TASK BRIEF
Report each line of the records below that holds the word "Please".
(SOURCE DATA begins)
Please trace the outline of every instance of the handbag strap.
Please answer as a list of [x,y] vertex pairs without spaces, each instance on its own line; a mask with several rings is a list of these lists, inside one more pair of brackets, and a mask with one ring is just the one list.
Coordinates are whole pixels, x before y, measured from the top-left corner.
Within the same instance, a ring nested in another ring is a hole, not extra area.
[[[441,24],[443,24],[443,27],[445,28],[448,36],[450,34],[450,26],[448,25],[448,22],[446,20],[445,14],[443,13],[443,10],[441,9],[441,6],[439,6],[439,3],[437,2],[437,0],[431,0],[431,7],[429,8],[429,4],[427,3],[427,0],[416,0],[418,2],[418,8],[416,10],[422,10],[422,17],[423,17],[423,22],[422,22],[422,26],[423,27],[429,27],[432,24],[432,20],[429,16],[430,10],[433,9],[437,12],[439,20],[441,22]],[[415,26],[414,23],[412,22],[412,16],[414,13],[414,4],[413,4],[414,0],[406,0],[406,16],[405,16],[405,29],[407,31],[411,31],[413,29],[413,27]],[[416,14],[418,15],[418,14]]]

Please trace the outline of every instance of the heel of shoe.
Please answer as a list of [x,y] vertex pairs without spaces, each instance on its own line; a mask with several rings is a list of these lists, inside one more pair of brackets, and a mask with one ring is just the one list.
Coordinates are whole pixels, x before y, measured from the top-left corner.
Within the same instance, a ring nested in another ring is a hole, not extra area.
(SOURCE DATA ends)
SOLUTION TO THIS PROBLEM
Please trace the outline of every instance of the handbag strap.
Please answer as a list of [x,y] vertex pairs without spaces, each instance on its own line; a mask with several rings is a list of these lists, inside one more pair of brackets, and a mask with one ring is just the one list.
Please trace the outline of every instance of the heel of shoe.
Please answer as a list of [x,y] vertex pairs without spaces, each instance on its own line; a mask with several rings is a list of these lists, inside one more pair of brackets, and a mask with one ring is just the one list.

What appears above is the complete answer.